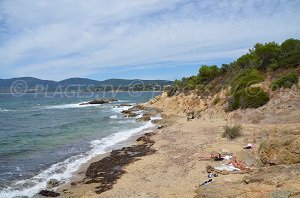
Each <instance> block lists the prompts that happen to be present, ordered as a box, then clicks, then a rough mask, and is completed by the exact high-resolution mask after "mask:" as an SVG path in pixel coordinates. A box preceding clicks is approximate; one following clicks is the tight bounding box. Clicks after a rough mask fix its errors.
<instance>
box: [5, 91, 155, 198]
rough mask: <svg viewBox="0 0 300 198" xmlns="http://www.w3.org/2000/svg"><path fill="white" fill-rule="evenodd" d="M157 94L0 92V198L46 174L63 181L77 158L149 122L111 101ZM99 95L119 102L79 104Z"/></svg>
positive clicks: (84, 158) (73, 170)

※

» Пункт задания: Продублируйте все данные выше без малейших изменений, но изображения в ответ не включайте.

» Результат задания:
Each <instance> block lists the prompts that happen to be present, ordered as a box, then clicks, then a rough mask, and is completed by the exact high-resolution mask after "mask:" as an SVG path in pixel coordinates. A box preceding clicks is approximate; one following clicks is the tight bounding box. Clicks after a rough mask fix its errors.
<instance>
box: [5, 91, 155, 198]
rough mask: <svg viewBox="0 0 300 198" xmlns="http://www.w3.org/2000/svg"><path fill="white" fill-rule="evenodd" d="M157 94L0 92V198L46 174L63 181L77 158L149 122L111 101ZM99 95L119 102L79 104Z"/></svg>
positive clicks: (84, 158) (73, 170)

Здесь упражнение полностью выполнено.